> _KERJAKAN BERIKUT INI_:
1. Menurut kutipan tentang Madinah, dua suku Arab mana yang pernah bermusuhan selama puluhan tahun?
2. Tuliskan semua butir isi surat perjanjian Rasulullah kepada orang Yahudi yang tercantum dalam kutipan tentang Madinah.
3. Sambung kutipan tentang Madinah, dimulai setelah kalimat terakhirnya.

> _KUTIPAN SUMBER_:

Orang-orang Arab yang tinggal di Madinah
dari suku Aus dan suku Khazraj pernah saling bermusuhan selama puluhan tahun.
Setiap suku dipengaruhi oleh orang-orang Yahudi. Namun, ketika Islam datang
mempersaudarakan mereka, lenyaplah rasa permusuhan itu untuk selamanya. Sejak
saat itu, kaum Yahudi kehilangan pengaruh mereka atas orang Arab di Madinah.
Semakin hari, semakin gemilang dan majulah
kaum Muslimin. Hal itu tidak diterima dengan rela oleh kaum Yahudi. Mereka pun
mendirikan persatuan sendiri untuk menghalangi kemajuan Islam. Melihat gelagat
tidak baik ini, Rasulullah pun mengirimkan surat perjanjian kepada orang
Yahudi.
Isinya kurang lebih sebagai berikut :
1. Janganlah kaum Yahudi dan Muslimin
saling mendengki.
2. Janganlah kaum Yahudi dan Muslimin
saling membenci.
3. Hendaklah kaum Yahudi dan Muslimin
hidup bersama satu bangsa.
4. Hendaklah kaum Yahudi dan Muslimin
mengerjakan ajarannya masing-masing dan tidak saling mengganggu.
5. Jika kaum Yahudi di serang musuh dari
luar, Muslimin wajib membantunya.
6. Jika kaum Muslimin yang diserang,
Yahudi wajib datang membantu.

Entri pelabelan posisi objek:
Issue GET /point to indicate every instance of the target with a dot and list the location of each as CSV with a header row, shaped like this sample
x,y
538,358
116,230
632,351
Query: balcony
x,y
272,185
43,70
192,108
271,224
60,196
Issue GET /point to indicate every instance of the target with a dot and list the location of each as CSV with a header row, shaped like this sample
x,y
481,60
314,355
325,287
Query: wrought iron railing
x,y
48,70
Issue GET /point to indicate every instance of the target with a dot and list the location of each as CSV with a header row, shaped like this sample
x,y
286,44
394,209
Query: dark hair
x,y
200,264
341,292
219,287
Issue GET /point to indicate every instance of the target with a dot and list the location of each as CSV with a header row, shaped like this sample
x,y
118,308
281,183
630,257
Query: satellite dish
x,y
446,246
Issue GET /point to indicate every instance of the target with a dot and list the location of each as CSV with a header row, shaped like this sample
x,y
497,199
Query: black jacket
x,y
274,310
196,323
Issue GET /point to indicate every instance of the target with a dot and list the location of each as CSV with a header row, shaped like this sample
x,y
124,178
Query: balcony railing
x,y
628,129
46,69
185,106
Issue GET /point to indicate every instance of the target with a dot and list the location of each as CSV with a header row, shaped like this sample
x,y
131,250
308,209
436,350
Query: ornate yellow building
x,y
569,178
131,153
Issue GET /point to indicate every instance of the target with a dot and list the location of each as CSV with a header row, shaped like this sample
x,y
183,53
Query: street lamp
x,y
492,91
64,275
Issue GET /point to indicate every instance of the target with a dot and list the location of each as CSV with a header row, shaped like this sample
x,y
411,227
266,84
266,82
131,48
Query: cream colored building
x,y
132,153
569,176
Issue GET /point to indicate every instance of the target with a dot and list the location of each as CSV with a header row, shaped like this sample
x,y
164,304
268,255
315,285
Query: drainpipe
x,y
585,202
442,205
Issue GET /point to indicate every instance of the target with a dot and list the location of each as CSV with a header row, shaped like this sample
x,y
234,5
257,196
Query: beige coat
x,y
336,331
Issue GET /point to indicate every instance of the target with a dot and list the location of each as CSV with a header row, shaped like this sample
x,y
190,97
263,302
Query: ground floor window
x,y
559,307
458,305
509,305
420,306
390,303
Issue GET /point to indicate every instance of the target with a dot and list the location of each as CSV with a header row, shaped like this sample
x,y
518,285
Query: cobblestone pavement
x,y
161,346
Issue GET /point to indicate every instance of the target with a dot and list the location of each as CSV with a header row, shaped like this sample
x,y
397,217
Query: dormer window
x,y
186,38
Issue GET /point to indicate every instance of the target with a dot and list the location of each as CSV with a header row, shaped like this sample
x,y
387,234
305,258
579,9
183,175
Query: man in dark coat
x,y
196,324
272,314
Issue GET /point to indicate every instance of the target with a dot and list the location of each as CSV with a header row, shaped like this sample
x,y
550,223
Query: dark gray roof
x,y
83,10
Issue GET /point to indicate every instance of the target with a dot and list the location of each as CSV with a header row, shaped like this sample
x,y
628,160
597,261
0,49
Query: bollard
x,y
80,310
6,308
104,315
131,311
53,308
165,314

> _HASIL YANG DIHARAPKAN_:
1. Suku Aus dan suku Khazraj.

2.
1. Janganlah kaum Yahudi dan Muslimin saling mendengki.
2. Janganlah kaum Yahudi dan Muslimin saling membenci.
3. Hendaklah kaum Yahudi dan Muslimin hidup bersama satu bangsa.
4. Hendaklah kaum Yahudi dan Muslimin mengerjakan ajarannya masing-masing dan tidak saling mengganggu.
5. Jika kaum Yahudi diserang musuh dari luar, Muslimin wajib membantunya.
6. Jika kaum Muslimin yang diserang, Yahudi wajib datang membantu.

3.
7. Jika Kota Madinah diserang dari luar,
kaum Yahudi dan Muslimin harus mempertahankannya bersama-sama.
Pada bagian akhir perjanjian disepakati
bahwa apabila timbul perselisihan antara kedua belah pihak, Rasulullah akan
menjadi hakimnya.
Demikian dalam perjanjian ini tercantum
kebebasan beragama, keselamatan harta benda, dan kebebasan mengutarakan
pendapat. Kota Madinah dan sekitarnya menjadi tempat yang terhormat bagi
seluruh penduduk karena penghuninya saling menghormati dan saling membela.
Perjanjian ini menunjukkan bahwa
Rasulullah adalah pemimpin yang sangat cerdas. Perjanjian ini belum pernah
dilakukan oleh rasul-rasul terdahulu.
Suka
Menipu dan Berkhianat
Perjanjian antara kaum Muslimin dan Yahudi ini kemudian dirusak oleh tabiat kaum Yahudi yang suka menipu dan berkhianat. Makanya kaum Yahudi tidak senang dengan isi perjanjian yang telah disepakati tersebut, lalu mereka melanggarnya dengan berbagai penipuan dan pengkhianatan. (bersambung)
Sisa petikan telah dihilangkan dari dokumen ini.